Pointing dataset items:

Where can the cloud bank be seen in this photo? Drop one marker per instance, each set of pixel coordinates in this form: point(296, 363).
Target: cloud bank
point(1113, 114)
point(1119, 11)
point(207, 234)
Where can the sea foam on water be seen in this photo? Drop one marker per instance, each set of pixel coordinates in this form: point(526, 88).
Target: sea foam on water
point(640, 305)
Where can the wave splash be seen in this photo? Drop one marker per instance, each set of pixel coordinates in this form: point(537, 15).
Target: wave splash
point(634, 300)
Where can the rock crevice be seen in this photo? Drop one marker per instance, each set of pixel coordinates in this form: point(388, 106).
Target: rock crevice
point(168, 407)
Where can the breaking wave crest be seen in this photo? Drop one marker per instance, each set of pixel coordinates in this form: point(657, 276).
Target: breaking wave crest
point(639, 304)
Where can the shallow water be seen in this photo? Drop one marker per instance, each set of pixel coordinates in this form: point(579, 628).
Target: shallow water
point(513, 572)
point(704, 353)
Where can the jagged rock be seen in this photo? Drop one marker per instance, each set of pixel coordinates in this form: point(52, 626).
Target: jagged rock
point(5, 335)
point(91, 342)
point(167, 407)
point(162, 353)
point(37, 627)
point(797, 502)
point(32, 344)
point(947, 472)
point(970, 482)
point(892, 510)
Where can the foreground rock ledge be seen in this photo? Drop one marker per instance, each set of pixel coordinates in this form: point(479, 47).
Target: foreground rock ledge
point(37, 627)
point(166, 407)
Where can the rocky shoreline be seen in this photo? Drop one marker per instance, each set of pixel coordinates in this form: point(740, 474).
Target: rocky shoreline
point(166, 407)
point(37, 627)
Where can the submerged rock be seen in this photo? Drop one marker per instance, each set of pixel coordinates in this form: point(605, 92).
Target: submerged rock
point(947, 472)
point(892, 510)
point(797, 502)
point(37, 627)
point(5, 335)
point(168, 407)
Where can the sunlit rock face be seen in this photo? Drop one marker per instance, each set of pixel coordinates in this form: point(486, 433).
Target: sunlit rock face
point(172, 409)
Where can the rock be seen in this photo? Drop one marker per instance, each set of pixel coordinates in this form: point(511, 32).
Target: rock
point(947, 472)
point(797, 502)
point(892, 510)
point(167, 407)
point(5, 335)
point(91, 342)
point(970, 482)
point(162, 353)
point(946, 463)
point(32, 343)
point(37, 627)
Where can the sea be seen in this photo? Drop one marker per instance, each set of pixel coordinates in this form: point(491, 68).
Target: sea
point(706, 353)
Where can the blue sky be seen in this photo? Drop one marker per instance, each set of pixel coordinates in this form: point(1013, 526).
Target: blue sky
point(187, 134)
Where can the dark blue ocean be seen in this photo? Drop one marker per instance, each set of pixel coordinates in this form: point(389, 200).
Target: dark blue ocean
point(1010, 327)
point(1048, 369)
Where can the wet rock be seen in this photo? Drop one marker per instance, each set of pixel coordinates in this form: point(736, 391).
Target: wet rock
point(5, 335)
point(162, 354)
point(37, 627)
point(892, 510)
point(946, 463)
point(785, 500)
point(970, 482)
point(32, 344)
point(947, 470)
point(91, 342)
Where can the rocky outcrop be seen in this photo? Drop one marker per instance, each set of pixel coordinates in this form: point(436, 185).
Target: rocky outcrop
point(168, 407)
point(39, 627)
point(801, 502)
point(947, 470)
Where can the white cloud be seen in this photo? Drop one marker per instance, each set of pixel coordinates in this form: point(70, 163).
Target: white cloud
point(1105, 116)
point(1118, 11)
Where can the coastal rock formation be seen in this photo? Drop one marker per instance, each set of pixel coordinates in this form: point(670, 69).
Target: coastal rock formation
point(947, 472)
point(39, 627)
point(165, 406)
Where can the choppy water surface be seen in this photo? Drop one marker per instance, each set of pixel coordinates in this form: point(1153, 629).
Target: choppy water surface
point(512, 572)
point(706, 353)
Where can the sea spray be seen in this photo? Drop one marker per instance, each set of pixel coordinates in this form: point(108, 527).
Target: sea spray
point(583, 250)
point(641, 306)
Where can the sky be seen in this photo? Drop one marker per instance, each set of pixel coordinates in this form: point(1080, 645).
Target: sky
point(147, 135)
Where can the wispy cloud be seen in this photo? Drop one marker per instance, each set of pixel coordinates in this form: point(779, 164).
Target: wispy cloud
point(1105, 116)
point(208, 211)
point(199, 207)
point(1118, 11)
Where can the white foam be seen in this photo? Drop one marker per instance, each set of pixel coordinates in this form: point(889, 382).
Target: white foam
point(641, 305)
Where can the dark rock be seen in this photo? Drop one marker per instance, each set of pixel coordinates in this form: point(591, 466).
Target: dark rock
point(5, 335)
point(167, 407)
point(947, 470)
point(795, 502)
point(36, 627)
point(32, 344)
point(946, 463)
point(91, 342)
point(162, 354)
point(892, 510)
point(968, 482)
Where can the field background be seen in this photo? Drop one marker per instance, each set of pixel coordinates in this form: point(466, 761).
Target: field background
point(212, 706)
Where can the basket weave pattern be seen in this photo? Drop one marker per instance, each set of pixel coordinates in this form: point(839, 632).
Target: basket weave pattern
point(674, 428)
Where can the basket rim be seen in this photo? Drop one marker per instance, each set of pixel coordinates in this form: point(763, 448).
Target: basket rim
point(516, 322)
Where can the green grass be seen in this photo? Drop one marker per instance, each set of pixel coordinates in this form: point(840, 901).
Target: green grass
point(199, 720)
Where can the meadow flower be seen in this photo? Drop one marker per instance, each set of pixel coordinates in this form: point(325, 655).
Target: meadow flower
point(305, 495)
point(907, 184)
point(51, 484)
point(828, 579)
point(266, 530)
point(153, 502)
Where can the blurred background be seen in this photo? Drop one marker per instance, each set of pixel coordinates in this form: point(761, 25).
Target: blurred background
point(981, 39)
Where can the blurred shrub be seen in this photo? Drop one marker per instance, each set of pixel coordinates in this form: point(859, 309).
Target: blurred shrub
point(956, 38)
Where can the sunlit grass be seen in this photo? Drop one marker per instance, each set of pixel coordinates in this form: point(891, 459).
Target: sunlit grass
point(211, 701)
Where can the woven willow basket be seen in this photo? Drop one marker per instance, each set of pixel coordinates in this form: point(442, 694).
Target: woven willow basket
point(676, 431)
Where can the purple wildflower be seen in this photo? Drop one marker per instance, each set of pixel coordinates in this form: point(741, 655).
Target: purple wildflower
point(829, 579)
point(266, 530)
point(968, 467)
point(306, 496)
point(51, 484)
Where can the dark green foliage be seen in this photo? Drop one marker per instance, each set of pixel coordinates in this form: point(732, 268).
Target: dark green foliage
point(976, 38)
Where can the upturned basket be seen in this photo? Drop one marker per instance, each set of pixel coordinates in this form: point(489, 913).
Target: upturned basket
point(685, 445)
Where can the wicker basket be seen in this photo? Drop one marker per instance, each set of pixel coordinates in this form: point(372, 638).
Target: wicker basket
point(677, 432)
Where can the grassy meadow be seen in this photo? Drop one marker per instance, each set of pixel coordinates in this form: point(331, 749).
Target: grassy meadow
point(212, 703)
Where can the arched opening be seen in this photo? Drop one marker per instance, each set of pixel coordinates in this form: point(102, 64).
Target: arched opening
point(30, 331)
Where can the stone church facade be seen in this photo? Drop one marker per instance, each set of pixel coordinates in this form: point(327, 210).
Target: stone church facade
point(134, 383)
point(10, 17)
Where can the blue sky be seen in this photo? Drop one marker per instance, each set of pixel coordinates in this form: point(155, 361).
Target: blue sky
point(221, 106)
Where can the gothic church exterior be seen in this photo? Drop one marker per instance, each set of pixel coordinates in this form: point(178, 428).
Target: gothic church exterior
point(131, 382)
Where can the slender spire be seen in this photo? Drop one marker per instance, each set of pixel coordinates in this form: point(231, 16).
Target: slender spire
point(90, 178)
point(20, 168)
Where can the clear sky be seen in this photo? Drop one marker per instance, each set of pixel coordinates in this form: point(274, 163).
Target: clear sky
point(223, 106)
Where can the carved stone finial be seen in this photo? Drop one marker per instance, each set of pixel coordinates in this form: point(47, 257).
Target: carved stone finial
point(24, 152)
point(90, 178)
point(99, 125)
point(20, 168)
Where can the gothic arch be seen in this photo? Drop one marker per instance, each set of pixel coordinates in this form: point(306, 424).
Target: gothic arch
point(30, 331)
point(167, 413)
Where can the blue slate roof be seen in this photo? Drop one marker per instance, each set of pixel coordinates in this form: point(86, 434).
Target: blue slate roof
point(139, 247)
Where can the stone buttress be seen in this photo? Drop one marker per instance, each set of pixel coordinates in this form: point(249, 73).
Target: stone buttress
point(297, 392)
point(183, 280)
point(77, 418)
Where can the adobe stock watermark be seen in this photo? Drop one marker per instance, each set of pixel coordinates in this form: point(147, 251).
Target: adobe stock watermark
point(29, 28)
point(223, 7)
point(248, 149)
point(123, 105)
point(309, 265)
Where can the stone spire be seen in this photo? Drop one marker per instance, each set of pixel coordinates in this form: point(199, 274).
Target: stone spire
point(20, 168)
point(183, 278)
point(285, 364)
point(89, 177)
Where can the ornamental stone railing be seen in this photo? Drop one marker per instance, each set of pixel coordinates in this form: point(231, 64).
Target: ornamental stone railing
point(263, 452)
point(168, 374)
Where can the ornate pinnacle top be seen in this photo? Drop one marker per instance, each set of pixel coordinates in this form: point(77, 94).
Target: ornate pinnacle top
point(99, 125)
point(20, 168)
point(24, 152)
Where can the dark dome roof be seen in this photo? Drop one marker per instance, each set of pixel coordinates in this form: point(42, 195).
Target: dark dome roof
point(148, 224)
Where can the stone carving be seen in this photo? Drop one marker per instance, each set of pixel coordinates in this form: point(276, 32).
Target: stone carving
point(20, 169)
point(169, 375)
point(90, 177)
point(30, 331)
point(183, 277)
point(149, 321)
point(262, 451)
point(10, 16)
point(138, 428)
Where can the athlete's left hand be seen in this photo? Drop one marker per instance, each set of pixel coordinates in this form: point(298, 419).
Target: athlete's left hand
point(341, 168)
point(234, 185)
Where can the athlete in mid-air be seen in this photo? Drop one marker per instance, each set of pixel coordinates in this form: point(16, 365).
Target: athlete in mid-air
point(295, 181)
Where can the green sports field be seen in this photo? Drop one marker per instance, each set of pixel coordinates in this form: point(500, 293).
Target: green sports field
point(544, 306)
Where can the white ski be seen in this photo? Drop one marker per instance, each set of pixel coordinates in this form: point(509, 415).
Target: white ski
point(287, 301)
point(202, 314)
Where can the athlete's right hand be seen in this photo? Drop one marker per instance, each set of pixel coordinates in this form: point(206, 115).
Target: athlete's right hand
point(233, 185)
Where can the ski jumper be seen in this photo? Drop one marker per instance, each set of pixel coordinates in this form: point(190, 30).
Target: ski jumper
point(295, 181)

# SHORT EXERCISE:
Rewrite everything from the line containing "form: point(155, 361)." down to the line containing "point(139, 247)", switching "Drop" to "Place" and leaving all else unchanged; give only those lines.

# EXERCISE SOLUTION:
Where can the blue sky be seen in this photo? Place one marker per instance, each set of pixel coordinates in this form: point(155, 361).
Target: blue sky
point(221, 106)
Where can the gothic church exterior be seen in this photo? Place one marker per instance, each set of pixel coordinates in this form: point(178, 428).
Target: gothic church exterior
point(131, 382)
Where can the slender spire be seen in this photo? Place one marker per instance, each set of pixel coordinates in this form: point(231, 16).
Target: slender spire
point(90, 178)
point(20, 168)
Where can the clear sky be seen in this photo? Place one marker per instance, each set of pixel coordinates in this form: point(274, 163).
Target: clear sky
point(223, 106)
Where can the carved stone finial be seen in this photo? Place one marker per instance, each set of pixel coordinates in this form: point(47, 257).
Target: carved stone finial
point(24, 152)
point(90, 178)
point(99, 125)
point(20, 168)
Where can the gothic arch be seen in this photo? Place one marker per instance, each set of pixel coordinates in this form: point(306, 424).
Target: gothic arch
point(30, 331)
point(167, 413)
Where can the blue slate roof be seen in this photo? Place one marker per instance, each set of pixel coordinates in this form: point(86, 434).
Target: blue slate roof
point(139, 247)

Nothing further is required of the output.